Revise the material below so that "folding fan" becomes "hand fan" everywhere it occurs, leaving everything else unchanged and omitting the pictures.

Exercise inputs:
════════════════════

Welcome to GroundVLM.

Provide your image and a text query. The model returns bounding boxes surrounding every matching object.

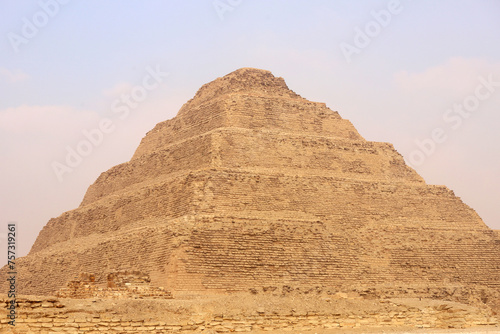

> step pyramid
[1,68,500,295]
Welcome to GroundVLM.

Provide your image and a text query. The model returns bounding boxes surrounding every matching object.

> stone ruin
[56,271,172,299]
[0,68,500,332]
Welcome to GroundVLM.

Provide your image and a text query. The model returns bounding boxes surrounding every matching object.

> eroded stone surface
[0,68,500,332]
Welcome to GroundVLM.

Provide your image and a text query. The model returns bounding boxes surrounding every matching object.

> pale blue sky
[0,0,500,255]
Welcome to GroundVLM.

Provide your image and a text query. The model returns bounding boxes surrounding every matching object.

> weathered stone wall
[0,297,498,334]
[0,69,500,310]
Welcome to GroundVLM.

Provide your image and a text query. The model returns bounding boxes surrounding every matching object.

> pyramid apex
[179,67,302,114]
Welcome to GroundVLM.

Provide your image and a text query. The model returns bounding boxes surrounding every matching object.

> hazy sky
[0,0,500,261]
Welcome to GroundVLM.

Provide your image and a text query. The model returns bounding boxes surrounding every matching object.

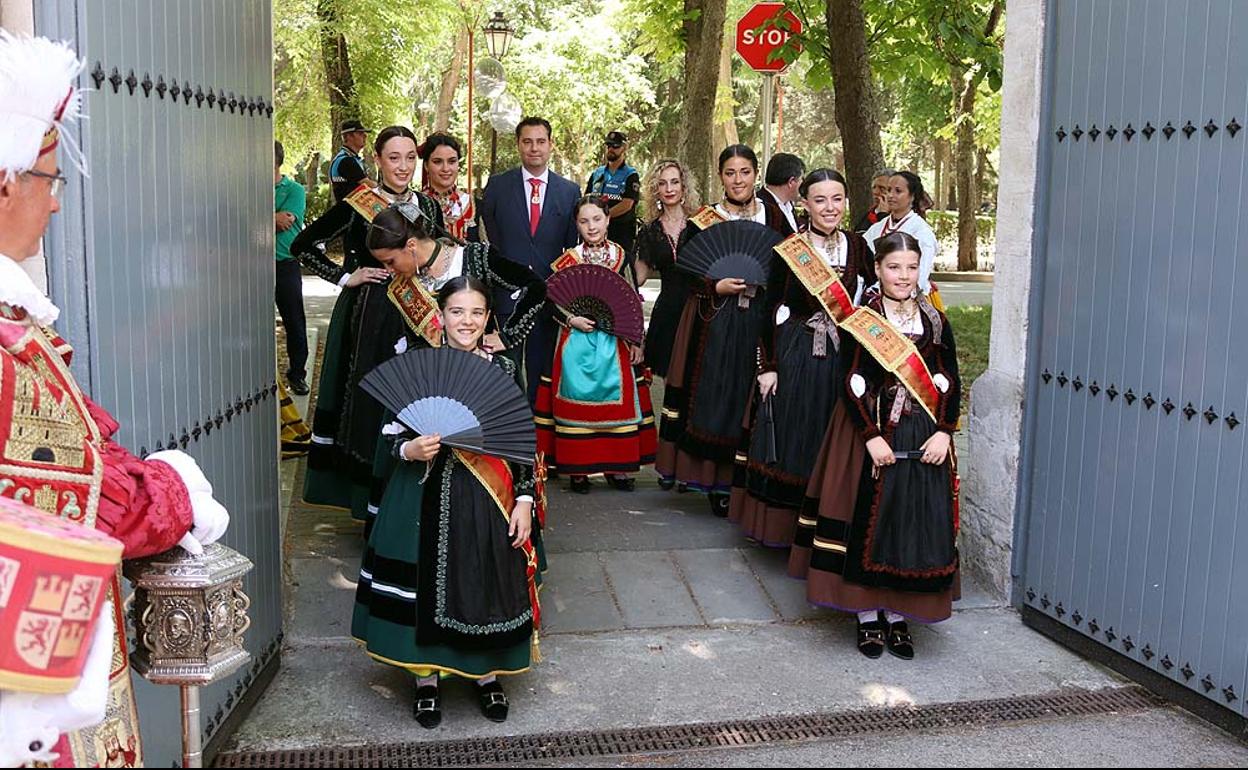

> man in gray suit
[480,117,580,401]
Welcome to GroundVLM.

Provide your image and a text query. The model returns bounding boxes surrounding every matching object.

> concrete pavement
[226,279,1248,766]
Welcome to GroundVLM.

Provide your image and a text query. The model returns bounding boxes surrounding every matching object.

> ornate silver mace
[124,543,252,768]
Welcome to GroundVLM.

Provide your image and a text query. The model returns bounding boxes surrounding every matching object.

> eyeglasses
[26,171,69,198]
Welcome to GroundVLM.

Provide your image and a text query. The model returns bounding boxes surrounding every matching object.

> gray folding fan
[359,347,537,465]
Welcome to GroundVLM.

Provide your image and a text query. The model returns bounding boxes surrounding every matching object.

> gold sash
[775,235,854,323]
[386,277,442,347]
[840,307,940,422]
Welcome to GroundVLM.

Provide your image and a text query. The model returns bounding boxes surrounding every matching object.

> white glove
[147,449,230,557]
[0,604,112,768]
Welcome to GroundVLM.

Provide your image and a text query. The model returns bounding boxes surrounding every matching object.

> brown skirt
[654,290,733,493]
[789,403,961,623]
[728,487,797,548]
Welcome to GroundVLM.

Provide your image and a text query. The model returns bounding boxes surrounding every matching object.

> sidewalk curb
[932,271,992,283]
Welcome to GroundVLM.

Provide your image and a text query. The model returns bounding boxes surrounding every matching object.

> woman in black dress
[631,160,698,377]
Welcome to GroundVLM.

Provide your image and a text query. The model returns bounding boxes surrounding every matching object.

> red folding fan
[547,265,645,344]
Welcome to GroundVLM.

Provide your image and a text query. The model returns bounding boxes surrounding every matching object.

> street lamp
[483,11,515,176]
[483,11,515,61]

════════════════════

Answer:
Welcome to GroundVLM.

Provide your image and a text query. The model returns bounding boxes surrounding every matching object.


> step pyramid
[1,68,500,295]
Welcome to GroundVLM.

Provide your image and a text query. The model returns bounding boxes surrounding every matching object.

> stone ruin
[56,271,172,299]
[0,68,500,332]
Welcome to GroundVLM.

Provide your image and a text query. The model returns bounding boxes surrounding every matching object.

> eroded stone surface
[0,68,500,332]
Welcome to GroundVLM.

Provide your image and a text query. The model returns bounding boxes surrounding every matching object.

> pale blue sky
[0,0,500,255]
Welcome to GroundVLM.

Provide your image and a text query. The model returns bounding boxes surrounding every matching object.

> weathered stone wall
[0,297,498,334]
[0,69,500,310]
Welcome to GroundVLM.

Provide your image and a text query. The model returns bounding boxes surrounding every matching object.

> pyramid apex
[179,67,302,114]
Welcome to GroundVLM.

Provide your image and a text query. The model returns bounding boxes surrounding every matching object.

> hazy sky
[0,0,500,261]
Welcome to GroundVLM.

Provide your image and a text query. The model returns bounding boxes surrounding every matching object.


> man in gray suit
[480,117,580,401]
Welcome to GroundVLM.

Provide your image and a text query. The model returns bounding boxes surrounding every matching object.

> concrete pavement
[226,279,1248,766]
Welcome to GroundVLM.

Provide your image and a text query. The model returns bounding boxes surrounding every matching object.

> ornate silver mace
[124,543,252,768]
Welcome to GroundVLM.

Provide your image and a text query. The model returns bounding boxes surrounding every matching object.

> eyeglasses
[26,171,69,198]
Welcome to GroundVLM.

Provide your image and a text query. The model returns bounding boxes surrounding every matching object.

> gray hand fan
[359,347,537,465]
Welcome to GroundVLM.

Provide your image and a text query. The model returns bounding boxes surrounding every matching object.

> gold sash
[775,235,854,323]
[386,277,442,347]
[840,307,940,422]
Welcome to GroundVLM.

Provide your image and a text query. The model returns bounding boxes surrounding every matching object.

> white glove
[147,449,230,557]
[0,604,112,768]
Welcome to GroundVLM.

Provide your image and a text query. The model returns bounding boxes surrounding every matching object.

> brown skirt
[654,290,733,493]
[789,403,961,623]
[728,487,797,548]
Welcome to GroundVLM.

Provide your image and a text query. The model returns bounding boxes surrounding every matching object.

> sidewalk curb
[932,271,992,283]
Welcome to GroundVLM.

Provide your image and a text query. The model returns bounding boxes surrounding every matching object.

> woman in black dress
[631,160,698,377]
Welcome to GroundVLM.

Provide your image and a text query. The model returns bounding boxes surrounding every matching object.

> red hand fan
[547,265,645,344]
Welcome to GroundVLM.

Provide your image and a text query. The model returns bounding boxes surrounding every matching object.

> street lamp
[483,11,515,176]
[483,11,515,61]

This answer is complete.